• [DOCUMENT TEXT]:
********
• god must be atheist
    5.1k
    The Greek term for Form is eidos. It means the kind of thing something is, the look or shape of a thing. Eidos is closely related to idea.Fooloso4

    I used to keep encountering, much like this definition of eidos, definitions of Greek words, which had not quite the same in meaning, and definitely were not the equivalent to, of the closest English translation.

    In modern languages generally, as far as I know, the mapping of meaning of words is not perfectly exact, but comparable. In English the word love, compassion, infatuation, affection, devotion, adoration and sex are to express different forms and perhaps different degrees of attraction. In Hungarian, there are equivalents: szerelem, egyutterzes, beleeses, erzelmesseg, odaadas, imadat, and nemi elet. The Greeks, however, had more words for love, and the meanings are not mappable to words in modern English or in modern Hungarian.

    This is curious. I wonder if:
    - the modern concepts of love as such are comparable in Greek to those in English
    - the words in the Greek language spoken by, for instance, Socrates, were directly and precisely mappable to other old European and Middle-Eastern languages such as Etruscan, Phoenecian, Babylonian, and Celtic
    - the concepts were different, then are the very thoughts of humans then and now so different, that a close translation is impossible?
    - the cause of the shift of meanings was needed, to hone the precision of the language, or has the precision of mapping between words' meanings and the real world's objects, actions and ideas eroded in comparative meanings but the shift progressed without any conscious human intervention?

    I would be curious to learn about these issues.
  • tim wood
    8.7k
    I think it is right to keep in mind that Greek, and very likely any ancient language, and Greek thought, is several removes from - alien to - modern understanding. Translation simply turns the Greek into an arcane coding of English that loses the Greek meaning. And the trick is to read it for direct meaning and understanding, and that is not easy. And just here this could break in to a difficult and incomplete effort to present some of differences in just the words. But a different, easier approach is available. Get and read the Iliad translated by Richmond Lattimore. Used copies available for under $10.
********
• [TASK INSTRUCTIONS]:
1. Return the passage of the forum discussion on translating Greek words, from "This is curious." to "about these issues.", copied word for word.
2. Resume the forum discussion on translating Greek words from the point where it stops.
********
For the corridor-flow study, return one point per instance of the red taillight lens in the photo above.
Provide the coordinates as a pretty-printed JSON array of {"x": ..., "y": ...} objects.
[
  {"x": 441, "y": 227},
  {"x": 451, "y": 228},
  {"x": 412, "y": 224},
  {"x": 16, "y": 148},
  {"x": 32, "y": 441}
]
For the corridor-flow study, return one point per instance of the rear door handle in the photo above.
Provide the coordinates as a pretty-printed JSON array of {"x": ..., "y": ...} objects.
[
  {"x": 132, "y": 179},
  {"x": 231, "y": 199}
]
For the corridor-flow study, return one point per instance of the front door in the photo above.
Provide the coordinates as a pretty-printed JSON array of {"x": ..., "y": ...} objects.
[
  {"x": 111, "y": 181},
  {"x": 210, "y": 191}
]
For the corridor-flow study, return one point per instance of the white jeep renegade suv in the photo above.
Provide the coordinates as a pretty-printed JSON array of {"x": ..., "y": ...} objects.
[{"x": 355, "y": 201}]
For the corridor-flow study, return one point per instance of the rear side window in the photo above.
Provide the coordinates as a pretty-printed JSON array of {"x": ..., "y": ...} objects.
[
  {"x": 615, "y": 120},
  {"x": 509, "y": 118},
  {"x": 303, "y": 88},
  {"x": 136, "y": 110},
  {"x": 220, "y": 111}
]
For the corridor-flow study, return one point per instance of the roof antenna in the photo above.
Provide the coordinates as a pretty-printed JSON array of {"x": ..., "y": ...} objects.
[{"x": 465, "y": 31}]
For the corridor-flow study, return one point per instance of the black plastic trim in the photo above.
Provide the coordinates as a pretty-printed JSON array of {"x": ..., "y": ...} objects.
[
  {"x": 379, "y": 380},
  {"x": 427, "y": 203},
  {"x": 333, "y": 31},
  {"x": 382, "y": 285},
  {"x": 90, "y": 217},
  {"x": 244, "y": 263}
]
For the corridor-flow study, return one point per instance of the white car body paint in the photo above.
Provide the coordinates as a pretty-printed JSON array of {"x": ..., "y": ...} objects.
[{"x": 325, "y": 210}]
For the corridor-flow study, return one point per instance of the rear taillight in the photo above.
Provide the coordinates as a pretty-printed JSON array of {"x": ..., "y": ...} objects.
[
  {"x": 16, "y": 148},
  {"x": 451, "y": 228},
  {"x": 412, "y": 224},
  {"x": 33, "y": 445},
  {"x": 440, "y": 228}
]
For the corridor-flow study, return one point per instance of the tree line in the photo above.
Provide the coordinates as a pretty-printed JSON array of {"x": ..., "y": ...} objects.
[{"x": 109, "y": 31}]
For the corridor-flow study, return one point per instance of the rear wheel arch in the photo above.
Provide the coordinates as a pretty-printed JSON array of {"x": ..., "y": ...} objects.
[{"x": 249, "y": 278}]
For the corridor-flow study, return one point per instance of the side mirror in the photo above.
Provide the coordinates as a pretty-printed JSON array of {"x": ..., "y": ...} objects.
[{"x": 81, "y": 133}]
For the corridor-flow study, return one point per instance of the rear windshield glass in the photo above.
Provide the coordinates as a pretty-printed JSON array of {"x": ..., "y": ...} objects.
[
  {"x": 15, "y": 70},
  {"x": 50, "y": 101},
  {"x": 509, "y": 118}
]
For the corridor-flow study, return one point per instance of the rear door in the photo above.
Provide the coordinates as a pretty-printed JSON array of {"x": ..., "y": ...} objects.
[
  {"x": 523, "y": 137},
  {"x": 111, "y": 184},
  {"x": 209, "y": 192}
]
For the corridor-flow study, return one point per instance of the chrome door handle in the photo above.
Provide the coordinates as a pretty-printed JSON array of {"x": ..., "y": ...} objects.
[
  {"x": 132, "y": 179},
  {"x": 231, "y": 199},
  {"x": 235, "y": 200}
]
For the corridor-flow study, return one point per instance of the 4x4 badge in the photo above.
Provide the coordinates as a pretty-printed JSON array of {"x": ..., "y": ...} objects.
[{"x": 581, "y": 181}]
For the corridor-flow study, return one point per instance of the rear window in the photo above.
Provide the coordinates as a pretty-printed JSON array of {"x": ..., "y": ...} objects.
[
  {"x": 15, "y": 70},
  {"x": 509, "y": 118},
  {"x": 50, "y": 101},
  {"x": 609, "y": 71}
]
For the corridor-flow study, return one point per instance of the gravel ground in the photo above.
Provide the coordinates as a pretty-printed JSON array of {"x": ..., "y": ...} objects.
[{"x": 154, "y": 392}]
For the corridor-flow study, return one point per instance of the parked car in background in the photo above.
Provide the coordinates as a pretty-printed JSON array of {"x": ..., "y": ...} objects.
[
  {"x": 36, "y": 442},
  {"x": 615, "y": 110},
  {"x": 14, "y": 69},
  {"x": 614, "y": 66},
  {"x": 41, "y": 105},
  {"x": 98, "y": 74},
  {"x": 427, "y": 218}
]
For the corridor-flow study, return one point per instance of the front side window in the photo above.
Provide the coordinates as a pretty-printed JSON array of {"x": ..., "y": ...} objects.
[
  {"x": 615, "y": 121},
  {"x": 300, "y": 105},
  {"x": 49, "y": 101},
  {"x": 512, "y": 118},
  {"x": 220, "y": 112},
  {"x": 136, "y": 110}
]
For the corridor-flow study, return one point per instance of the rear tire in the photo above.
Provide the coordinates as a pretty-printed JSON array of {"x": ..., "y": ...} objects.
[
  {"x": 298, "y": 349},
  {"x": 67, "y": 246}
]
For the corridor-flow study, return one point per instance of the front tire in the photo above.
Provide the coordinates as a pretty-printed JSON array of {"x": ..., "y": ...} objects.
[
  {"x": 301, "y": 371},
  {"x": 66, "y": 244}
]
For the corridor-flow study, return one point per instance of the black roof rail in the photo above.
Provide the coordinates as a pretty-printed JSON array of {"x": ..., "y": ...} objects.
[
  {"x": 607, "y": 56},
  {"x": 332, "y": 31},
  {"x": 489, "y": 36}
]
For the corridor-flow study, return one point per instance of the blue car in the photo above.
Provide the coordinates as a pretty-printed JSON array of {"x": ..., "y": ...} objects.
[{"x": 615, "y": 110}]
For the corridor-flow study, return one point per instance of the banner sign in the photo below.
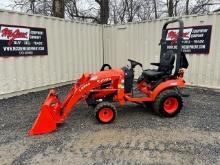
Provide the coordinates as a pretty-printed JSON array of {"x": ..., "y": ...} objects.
[
  {"x": 195, "y": 39},
  {"x": 22, "y": 41}
]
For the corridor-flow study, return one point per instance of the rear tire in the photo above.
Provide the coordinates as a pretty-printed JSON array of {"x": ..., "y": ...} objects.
[
  {"x": 105, "y": 112},
  {"x": 168, "y": 103}
]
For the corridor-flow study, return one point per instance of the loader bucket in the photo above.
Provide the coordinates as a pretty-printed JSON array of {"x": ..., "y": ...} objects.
[{"x": 49, "y": 115}]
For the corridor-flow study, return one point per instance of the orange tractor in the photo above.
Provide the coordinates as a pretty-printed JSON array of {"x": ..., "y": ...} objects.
[{"x": 160, "y": 87}]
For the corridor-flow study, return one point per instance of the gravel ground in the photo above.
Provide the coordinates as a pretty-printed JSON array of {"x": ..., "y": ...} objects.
[{"x": 137, "y": 136}]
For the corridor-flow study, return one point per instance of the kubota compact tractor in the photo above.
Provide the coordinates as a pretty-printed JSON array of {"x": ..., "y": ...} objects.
[{"x": 160, "y": 87}]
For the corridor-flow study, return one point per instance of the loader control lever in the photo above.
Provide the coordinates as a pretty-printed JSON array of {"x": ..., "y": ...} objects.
[{"x": 134, "y": 64}]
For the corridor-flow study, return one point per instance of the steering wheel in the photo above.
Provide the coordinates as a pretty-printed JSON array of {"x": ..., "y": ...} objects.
[
  {"x": 104, "y": 66},
  {"x": 134, "y": 63}
]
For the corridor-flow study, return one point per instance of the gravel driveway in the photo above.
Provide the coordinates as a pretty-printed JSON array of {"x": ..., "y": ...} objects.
[{"x": 137, "y": 136}]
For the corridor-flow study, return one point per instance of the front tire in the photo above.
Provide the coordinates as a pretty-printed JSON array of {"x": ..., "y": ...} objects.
[
  {"x": 105, "y": 112},
  {"x": 168, "y": 103}
]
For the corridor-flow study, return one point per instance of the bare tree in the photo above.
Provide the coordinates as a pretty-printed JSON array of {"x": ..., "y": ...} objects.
[
  {"x": 115, "y": 11},
  {"x": 58, "y": 8},
  {"x": 33, "y": 6}
]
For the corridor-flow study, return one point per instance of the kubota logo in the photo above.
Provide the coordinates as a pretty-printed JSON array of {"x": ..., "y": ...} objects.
[
  {"x": 104, "y": 80},
  {"x": 13, "y": 33},
  {"x": 172, "y": 35}
]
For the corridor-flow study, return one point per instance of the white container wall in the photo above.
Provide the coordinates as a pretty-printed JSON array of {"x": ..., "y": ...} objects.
[
  {"x": 139, "y": 41},
  {"x": 73, "y": 48}
]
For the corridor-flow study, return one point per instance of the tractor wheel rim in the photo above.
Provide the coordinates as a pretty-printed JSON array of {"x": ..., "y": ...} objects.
[
  {"x": 106, "y": 114},
  {"x": 171, "y": 104}
]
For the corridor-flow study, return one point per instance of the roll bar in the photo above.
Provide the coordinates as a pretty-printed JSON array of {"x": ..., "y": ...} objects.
[{"x": 179, "y": 41}]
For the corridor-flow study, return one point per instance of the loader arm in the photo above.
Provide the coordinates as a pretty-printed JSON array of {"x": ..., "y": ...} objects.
[{"x": 53, "y": 111}]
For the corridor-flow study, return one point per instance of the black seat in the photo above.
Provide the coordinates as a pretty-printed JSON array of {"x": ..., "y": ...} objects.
[{"x": 165, "y": 66}]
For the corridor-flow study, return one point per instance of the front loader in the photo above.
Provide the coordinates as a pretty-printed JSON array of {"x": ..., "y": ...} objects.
[{"x": 160, "y": 87}]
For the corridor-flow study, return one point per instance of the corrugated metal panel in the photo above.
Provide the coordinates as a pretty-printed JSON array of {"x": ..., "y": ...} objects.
[
  {"x": 139, "y": 41},
  {"x": 73, "y": 48}
]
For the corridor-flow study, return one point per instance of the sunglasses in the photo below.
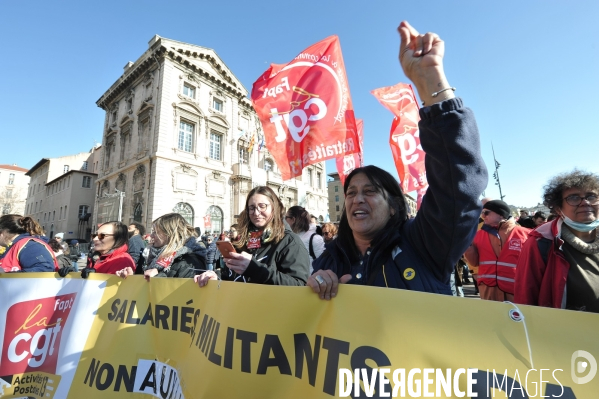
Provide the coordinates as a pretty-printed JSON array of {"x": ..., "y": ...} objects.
[{"x": 101, "y": 235}]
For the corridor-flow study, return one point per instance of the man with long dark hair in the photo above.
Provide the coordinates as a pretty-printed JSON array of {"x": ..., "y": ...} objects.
[{"x": 376, "y": 244}]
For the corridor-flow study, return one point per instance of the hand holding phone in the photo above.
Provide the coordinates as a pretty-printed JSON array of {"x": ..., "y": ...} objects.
[{"x": 225, "y": 247}]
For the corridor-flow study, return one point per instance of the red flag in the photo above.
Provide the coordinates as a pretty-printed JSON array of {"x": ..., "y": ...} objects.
[
  {"x": 348, "y": 163},
  {"x": 305, "y": 108},
  {"x": 405, "y": 136}
]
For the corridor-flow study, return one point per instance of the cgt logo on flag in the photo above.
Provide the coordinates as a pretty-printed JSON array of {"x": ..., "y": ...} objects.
[
  {"x": 305, "y": 108},
  {"x": 405, "y": 136},
  {"x": 33, "y": 334}
]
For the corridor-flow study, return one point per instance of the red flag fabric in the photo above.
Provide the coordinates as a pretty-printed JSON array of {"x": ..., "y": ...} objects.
[
  {"x": 405, "y": 136},
  {"x": 348, "y": 163},
  {"x": 305, "y": 108}
]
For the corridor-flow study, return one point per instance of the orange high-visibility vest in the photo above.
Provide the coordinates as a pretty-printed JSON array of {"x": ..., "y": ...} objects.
[
  {"x": 10, "y": 261},
  {"x": 499, "y": 271}
]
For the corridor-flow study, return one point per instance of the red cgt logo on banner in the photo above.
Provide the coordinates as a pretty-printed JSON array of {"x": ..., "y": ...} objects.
[
  {"x": 306, "y": 109},
  {"x": 347, "y": 163},
  {"x": 405, "y": 136},
  {"x": 33, "y": 334}
]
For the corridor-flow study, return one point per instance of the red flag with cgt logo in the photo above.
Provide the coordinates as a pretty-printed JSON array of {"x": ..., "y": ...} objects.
[
  {"x": 305, "y": 109},
  {"x": 347, "y": 163},
  {"x": 405, "y": 136}
]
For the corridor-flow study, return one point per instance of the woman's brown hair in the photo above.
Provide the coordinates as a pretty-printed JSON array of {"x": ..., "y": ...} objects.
[
  {"x": 302, "y": 219},
  {"x": 274, "y": 230},
  {"x": 17, "y": 224}
]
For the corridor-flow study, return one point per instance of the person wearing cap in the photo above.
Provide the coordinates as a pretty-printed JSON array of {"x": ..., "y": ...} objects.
[
  {"x": 60, "y": 238},
  {"x": 496, "y": 249}
]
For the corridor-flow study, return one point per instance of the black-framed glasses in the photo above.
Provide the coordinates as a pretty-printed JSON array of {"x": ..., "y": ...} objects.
[
  {"x": 101, "y": 236},
  {"x": 576, "y": 200},
  {"x": 260, "y": 207}
]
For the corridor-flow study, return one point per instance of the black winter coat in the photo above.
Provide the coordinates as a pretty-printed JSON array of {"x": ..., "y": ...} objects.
[
  {"x": 284, "y": 263},
  {"x": 422, "y": 254}
]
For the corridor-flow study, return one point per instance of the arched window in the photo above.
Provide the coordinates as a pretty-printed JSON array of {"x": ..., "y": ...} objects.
[
  {"x": 216, "y": 219},
  {"x": 137, "y": 212},
  {"x": 185, "y": 210}
]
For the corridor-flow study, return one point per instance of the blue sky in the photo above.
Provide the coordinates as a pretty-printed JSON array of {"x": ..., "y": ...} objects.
[{"x": 528, "y": 69}]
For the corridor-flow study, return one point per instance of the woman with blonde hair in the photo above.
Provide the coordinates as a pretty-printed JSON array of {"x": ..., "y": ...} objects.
[
  {"x": 329, "y": 232},
  {"x": 267, "y": 252},
  {"x": 174, "y": 252}
]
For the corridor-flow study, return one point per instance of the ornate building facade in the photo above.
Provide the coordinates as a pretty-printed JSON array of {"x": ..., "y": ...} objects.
[
  {"x": 180, "y": 135},
  {"x": 61, "y": 194},
  {"x": 14, "y": 185}
]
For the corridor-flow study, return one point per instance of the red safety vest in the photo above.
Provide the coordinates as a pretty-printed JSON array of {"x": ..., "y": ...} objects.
[
  {"x": 499, "y": 271},
  {"x": 10, "y": 261}
]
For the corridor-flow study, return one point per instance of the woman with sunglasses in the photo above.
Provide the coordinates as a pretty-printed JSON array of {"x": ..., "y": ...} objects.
[
  {"x": 268, "y": 252},
  {"x": 110, "y": 250},
  {"x": 329, "y": 232},
  {"x": 559, "y": 265},
  {"x": 175, "y": 250}
]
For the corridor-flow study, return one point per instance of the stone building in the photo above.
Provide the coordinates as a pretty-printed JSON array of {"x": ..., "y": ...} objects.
[
  {"x": 61, "y": 194},
  {"x": 336, "y": 197},
  {"x": 180, "y": 135},
  {"x": 14, "y": 184}
]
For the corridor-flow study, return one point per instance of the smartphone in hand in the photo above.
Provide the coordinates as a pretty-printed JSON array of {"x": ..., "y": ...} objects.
[{"x": 225, "y": 247}]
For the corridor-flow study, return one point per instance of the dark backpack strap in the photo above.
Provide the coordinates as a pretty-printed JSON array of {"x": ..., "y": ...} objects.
[
  {"x": 544, "y": 244},
  {"x": 312, "y": 254}
]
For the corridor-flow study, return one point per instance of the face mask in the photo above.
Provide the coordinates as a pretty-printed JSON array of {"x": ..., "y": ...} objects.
[{"x": 582, "y": 227}]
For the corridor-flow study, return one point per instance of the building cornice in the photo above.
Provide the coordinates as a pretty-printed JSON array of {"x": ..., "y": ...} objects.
[
  {"x": 127, "y": 79},
  {"x": 37, "y": 166},
  {"x": 225, "y": 81},
  {"x": 70, "y": 172}
]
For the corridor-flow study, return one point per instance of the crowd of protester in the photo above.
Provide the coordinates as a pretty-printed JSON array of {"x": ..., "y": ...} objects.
[{"x": 544, "y": 260}]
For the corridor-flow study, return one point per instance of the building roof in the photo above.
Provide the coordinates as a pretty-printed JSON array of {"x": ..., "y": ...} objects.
[
  {"x": 13, "y": 167},
  {"x": 201, "y": 60},
  {"x": 71, "y": 172},
  {"x": 37, "y": 166}
]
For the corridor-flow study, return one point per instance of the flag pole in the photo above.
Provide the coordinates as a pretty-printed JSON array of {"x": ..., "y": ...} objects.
[{"x": 496, "y": 174}]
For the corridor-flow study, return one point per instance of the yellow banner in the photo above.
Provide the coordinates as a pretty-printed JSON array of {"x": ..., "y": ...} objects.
[{"x": 170, "y": 339}]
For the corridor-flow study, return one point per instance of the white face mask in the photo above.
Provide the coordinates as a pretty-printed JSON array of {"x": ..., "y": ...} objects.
[{"x": 582, "y": 227}]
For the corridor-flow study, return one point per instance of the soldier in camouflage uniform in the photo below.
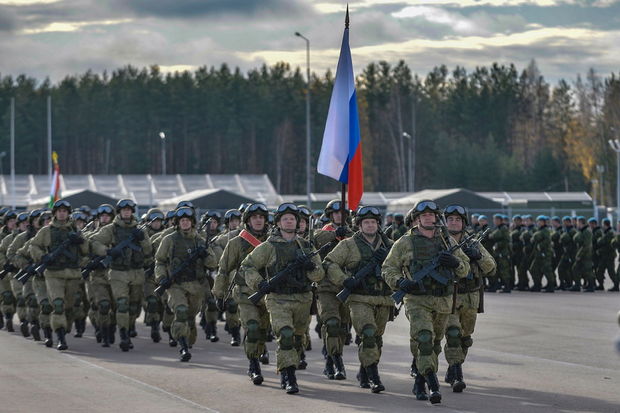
********
• [RESPONSES IN ORDER]:
1.
This is curious. I wonder if:
    - the modern concepts of love as such are comparable in Greek to those in English
    - the words in the Greek language spoken by, for instance, Socrates, were directly and precisely mappable to other old European and Middle-Eastern languages such as Etruscan, Phoenecian, Babylonian, and Celtic
    - the concepts were different, then are the very thoughts of humans then and now so different, that a close translation is impossible?
    - the cause of the shift of meanings was needed, to hone the precision of the language, or has the precision of mapping between words' meanings and the real world's objects, actions and ideas eroded in comparative meanings but the shift progressed without any conscious human intervention?

    I would be curious to learn about these issues.

2.
    That's a good place to begin to enter the strange ancient Greek world.
  • tim wood
    8.7k
    Imo you're correct in observing that modern languages in many respects and ways overlay each other. Consider "The book is on the table." "Das Buch ist auf dem Tisch." But, "epi teis trapidzeis ton biblion." So what's the problem? A modern and an ancient Greek table don't match up, and, before Gutenburg there is no such thing as a book!

    I ask you to imagine that a word's range of meaning be represented by a field in the shape of a long sausage. If a Greek word's sausage be horizontal, then the sausage of the English word used to translate it overlays it but is offset and turned, leaving only a small shared area of meaning. In translating, the shared portion is used along with the English portion, the rest of the Greek field lost. In this sense, the Greek becomes English, its Greekness cut away.

    Also the problem of what things are. Who or what is the good man? For the ancient Greek, Agamemnon. But he could be the model for Trump, Trump on steroids. But underlying that is the notion of the good man is the one who wins, gets things done, protects his interests and his people, the successful man.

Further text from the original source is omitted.